- Excerpt to read:
>> BEGIN
Closed mirandaconrado closed 4 years ago
@mirandaconrado The increased pod is triggered by auto failover.
The CRD replicas is 3 means users want 3 healthy TiKV stores. When TiKV fails for some time (default 35min), tidb-operator will try to add more TiKVs to recover the cluster to 3 healthy stores. Just like if a pod of a Deployment
fails, the Deployment
controller will try to add more pods to ensure the healthy pods meet the Deployment
spec replicas.
But failover from 3 to 45 is unreasonable, tidb-operator needs to limit the failover count. Since in this case, no matter how many pods are added, the cluster will never return back to normal. Users must recover the cluster manually.
@mirandaconrado Thank you very much for your feedback.
Now, you can remove the failover Pods by remove status.tikv.failureStores
field of the TidbCluster
object manually: https://pingcap.com/docs/v3.0/tidb-in-kubernetes/maintain/auto-failover/#failover-with-tikv
What are the logs of the failed TiKV pods? The failover may be caused by the too-small resources, this is the recommendations of the resources for development and test environments: https://pingcap.com/docs/v3.0/how-to/deploy/hardware-recommendations/#development-and-test-environments
And we will add a maxFailoverCount
limit for TiKV: https://github.com/pingcap/tidb-operator/issues/508
@tennix thanks for the view! It makes sense for the controller to have create different pods to bring things back to normality. I think the part that I was surprised was the fact that it didn't kill the pod and brought one over, but the documentation clearly explains that stateful set doesn't allow this functionality.
Thanks for the pointer, @weekface! I'll definitely read more on the maintenance documentation. And thanks for considering the failover limit. I checked the logs and didn't see anything funky. I'm going to separate our TiDB setup from the other explorations done by other folks to help have better/more self contained logs. My best understanding was that PD was overwhelmed due to very low amount of resources and made it crash OOM in a loop, so it was most likely a mistake on my end.
For my understanding, is there a reason why the operator doesn't automatically detect that the failure is gone? Also, if I delete the node from the status failures, will the controller automatically scale the stateful set? I want to make sure I'm not messing up when I do that manually.
For my understanding, is there a reason why the operator doesn't automatically detect that the failure is gone? Also, if I delete the node from the status failures, will the controller automatically scale the stateful set? I want to make sure I'm not messing up when I do that manually.
Recover to the original state requires to delete pod and pvc, it both have performance cost and dangerous. We'll implement this feature when we have more confidence about the actual status of the environment and cluster status.
When the cluster really return back to normal, delete the node from the status failures will trigger scale-in safely: offline the tikv store and then delete the pod.
BTW, for production setup, it's strongly suggested to deploy 3 PD pods.
>> END
- Entries:
>> BEGIN
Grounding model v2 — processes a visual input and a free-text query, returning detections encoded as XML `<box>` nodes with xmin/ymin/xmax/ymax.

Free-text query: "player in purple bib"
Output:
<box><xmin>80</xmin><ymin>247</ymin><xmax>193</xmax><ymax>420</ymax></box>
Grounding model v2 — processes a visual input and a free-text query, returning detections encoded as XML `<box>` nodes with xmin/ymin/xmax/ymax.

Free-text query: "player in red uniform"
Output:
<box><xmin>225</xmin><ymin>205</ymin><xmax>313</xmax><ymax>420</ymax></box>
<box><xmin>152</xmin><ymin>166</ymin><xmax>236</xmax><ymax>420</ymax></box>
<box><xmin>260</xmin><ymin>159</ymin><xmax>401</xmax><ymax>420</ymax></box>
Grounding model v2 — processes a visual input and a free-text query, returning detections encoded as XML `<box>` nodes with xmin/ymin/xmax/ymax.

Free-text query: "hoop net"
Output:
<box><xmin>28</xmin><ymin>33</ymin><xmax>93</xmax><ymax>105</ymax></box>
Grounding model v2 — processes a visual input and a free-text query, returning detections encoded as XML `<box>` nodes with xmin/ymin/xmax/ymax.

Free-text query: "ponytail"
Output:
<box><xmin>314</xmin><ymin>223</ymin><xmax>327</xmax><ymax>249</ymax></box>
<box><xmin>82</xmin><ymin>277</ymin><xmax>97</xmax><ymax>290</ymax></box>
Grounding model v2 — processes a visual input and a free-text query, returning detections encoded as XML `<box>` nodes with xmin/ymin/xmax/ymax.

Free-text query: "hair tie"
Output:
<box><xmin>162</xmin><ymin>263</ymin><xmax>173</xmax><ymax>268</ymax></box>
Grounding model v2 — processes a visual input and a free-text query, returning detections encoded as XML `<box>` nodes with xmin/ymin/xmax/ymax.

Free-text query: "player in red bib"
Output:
>> END
- Exercise instructions:
**A)** Copy out the stretch of the TiKV failover thread from "Recover to the" through "deploy 3 PD pods.", switching "pvc" to "persistent volume claim".
**B)** In the TiKV failover thread, how long does a TiKV have to fail by default before tidb-operator tries to add more TiKVs?
**C)** Carry on the TiKV failover thread from the point where it stops.
The lines are separate material and have nothing to do with the TiKV failover thread.

- Results by task:
**A)**
Recover to the original state requires to delete pod and persistent volume claim, it both have performance cost and dangerous. We'll implement this feature when we have more confidence about the actual status of the environment and cluster status.
When the cluster really return back to normal, delete the node from the status failures will trigger scale-in safely: offline the tikv store and then delete the pod.
BTW, for production setup, it's strongly suggested to deploy 3 PD pods.

**B)** 35 minutes.

**C)**
Yep, totally agree that's pretty dangerous. Just wanted to confirm this is a security measure and that I'm not missing anything. Good to know the controller will handle things cleanly after I give it the green light.
And yeah, we'll most definitely run HA on production. Right now I'm mainly experimenting with TiDB for some use cases we have.
I'm inclined to close the ticket as #508 is a more appropriate description of the reasonable improvement for what originated this ticket. But I'm not sure the process your team uses: close and use the other one or keep it open for referral. I'm fine with either (or maybe that won't be necessary since there's already a PR!).
We prefer to close this issue and use #508 to track the problem.
Bug Report
What version of Kubernetes are you using? 1.11.10 on EKS
What version of TiDB Operator are you using? 1.0.1
What storage classes exist in the Kubernetes cluster and what are used for PD/TiKV pods? gp2
What's the status of the TiDB cluster pods? Running, although we did have the single PD in a crash loop due to OOM and we have increased its memory.
What did you do? We had a 1 PD, 3 TiKV and 1 TiDB pod setup, which was working fine. The PD pod was killed for some reason and it got into a crash loop backoff due to OOM. Then the number of pods of the TiKV configuration was increased drastically to 45 over the course of 8 hours.
What did you expect to see? I expected the controller to 1) not increase the number of TiKV pods while the CRD specified 3 when PD 2) restore to 3 replicas when the PD pod was back Running.
What did you see instead? The cluster remain at 45 replicas and I believe the controller might have some internal state that is corrupt. When using tkctl, I get
but the CRD correctly points the desired is 3
Restarting the controller pod did not help. Setting the replica set size to 3 directly made the controller bring it back to 8. Then setting it to 3 again made it stay at 3. However, the controller logs have things like
for each pod that is missing and they still appear as part of the CRD status.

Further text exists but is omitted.